*PROBLEM DETAILS*. Copy the passage on Comerica's executive employment contracts and change of control agreements word for word, from its first heading to its final line.

*QUOTED PASSAGE*.
EMPLOYMENT CONTRACTS AND SEVERANCE AGREEMENTS

Ralph W. Babb, Jr. is a party to a Supplemental Pension and Retiree Medical Agreement with Comerica. Comerica will provide Mr. Babb with a supplemental pension to equalize the effect his departure from his previous employer had on his pension. In addition, Comerica will provide Mr. Babb and his spouse with retiree medical and accidental insurance coverage for his or her lifetime on a basis no less favorable than such benefits are provided to them as of the date of the agreement.

Eugene A. Miller retired as Chairman of Comerica on October 1, 2002, at which time Mr. Babb began serving as Chairman. In connection with his retirement, Comerica entered into a Supplemental Benefit Agreement with Mr. Miller pursuant to which Comerica agreed to continue to provide lifetime health benefits for Mr. Miller and his spouse and to provide other primarily business-related benefits to Mr. Miller for three to five years following his retirement. In accordance with the agreement, Mr. Miller will continue to make himself available to Comerica in order to ensure a stable transition. See footnote 10 to the Summary Compensation Table.

CHANGE OF CONTROL AGREEMENTS

Each named executive officer (other than Mr. Miller, who is retired) is a party to a change of control employment agreement with Comerica. These agreements become effective only in the event of a change of control as defined in the agreement. The agreement is for an initial three-year period (the “Agreement Period”), commencing on the date the executive and Comerica sign the agreement, and is extended automatically at the end of each year for an additional one year unless Comerica delivers written notice to the named executive officer, at least sixty days prior to the annual renewal date, that the agreement will not be extended. Comerica intends that the Agreement Period will always be three years.

If a change of control of Comerica occurs during the Agreement Period, the employment period begins and Comerica will continue the executive’s employment for a period of thirty months from the date of the change of control. During this employment period:

  •  The executive’s position and duties will be at least commensurate with the most significant duties held by him or her during the 120 day period prior the date of a change of control.

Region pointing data
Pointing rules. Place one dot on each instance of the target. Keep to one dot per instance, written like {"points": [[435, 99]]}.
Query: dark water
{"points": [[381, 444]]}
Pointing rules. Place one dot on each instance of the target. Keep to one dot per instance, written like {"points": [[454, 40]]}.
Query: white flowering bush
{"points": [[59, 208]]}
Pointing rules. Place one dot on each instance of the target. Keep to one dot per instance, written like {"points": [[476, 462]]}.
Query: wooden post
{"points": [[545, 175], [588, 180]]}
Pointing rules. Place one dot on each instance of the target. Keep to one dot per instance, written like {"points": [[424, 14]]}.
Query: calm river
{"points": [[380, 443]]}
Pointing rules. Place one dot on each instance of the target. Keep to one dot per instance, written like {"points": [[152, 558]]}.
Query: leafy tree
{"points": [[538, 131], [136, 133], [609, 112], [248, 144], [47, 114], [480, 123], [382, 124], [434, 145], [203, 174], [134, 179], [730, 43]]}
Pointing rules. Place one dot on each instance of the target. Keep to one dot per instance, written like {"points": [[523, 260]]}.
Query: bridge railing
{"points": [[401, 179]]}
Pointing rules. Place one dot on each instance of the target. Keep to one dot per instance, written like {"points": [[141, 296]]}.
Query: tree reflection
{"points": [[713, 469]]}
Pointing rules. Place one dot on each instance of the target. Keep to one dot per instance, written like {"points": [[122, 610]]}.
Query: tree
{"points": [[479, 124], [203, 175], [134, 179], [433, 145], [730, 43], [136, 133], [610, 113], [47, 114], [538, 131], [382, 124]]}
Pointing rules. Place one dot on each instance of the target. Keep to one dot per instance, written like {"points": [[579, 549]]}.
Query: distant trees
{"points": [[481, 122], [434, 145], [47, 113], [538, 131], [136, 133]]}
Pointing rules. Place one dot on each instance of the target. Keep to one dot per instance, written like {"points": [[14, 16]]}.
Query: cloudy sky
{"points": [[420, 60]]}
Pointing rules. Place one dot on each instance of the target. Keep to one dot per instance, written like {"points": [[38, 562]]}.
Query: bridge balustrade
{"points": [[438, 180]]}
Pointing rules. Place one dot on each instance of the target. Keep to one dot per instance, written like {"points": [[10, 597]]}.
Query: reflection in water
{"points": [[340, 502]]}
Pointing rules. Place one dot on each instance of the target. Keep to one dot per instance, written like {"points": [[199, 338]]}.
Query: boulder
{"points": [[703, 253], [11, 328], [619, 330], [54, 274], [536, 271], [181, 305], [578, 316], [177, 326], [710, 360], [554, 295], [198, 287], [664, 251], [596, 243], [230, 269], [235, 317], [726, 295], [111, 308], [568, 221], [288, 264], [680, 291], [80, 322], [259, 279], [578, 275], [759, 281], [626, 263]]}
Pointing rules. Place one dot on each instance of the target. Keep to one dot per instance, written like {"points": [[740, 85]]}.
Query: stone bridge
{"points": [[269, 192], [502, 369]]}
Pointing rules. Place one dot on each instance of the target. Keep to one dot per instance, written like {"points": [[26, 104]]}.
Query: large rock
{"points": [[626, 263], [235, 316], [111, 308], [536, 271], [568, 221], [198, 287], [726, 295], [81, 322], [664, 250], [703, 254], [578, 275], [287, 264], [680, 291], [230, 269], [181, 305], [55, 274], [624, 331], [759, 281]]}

*TASK SOLUTION*.
EMPLOYMENT CONTRACTS AND SEVERANCE AGREEMENTS

Ralph W. Babb, Jr. is a party to a Supplemental Pension and Retiree Medical Agreement with Comerica. Comerica will provide Mr. Babb with a supplemental pension to equalize the effect his departure from his previous employer had on his pension. In addition, Comerica will provide Mr. Babb and his spouse with retiree medical and accidental insurance coverage for his or her lifetime on a basis no less favorable than such benefits are provided to them as of the date of the agreement.

Eugene A. Miller retired as Chairman of Comerica on October 1, 2002, at which time Mr. Babb began serving as Chairman. In connection with his retirement, Comerica entered into a Supplemental Benefit Agreement with Mr. Miller pursuant to which Comerica agreed to continue to provide lifetime health benefits for Mr. Miller and his spouse and to provide other primarily business-related benefits to Mr. Miller for three to five years following his retirement. In accordance with the agreement, Mr. Miller will continue to make himself available to Comerica in order to ensure a stable transition. See footnote 10 to the Summary Compensation Table.

CHANGE OF CONTROL AGREEMENTS

Each named executive officer (other than Mr. Miller, who is retired) is a party to a change of control employment agreement with Comerica. These agreements become effective only in the event of a change of control as defined in the agreement. The agreement is for an initial three-year period (the “Agreement Period”), commencing on the date the executive and Comerica sign the agreement, and is extended automatically at the end of each year for an additional one year unless Comerica delivers written notice to the named executive officer, at least sixty days prior to the annual renewal date, that the agreement will not be extended. Comerica intends that the Agreement Period will always be three years.

If a change of control of Comerica occurs during the Agreement Period, the employment period begins and Comerica will continue the executive’s employment for a period of thirty months from the date of the change of control. During this employment period:

  •  The executive’s position and duties will be at least commensurate with the most significant duties held by him or her during the 120 day period prior the date of a change of control.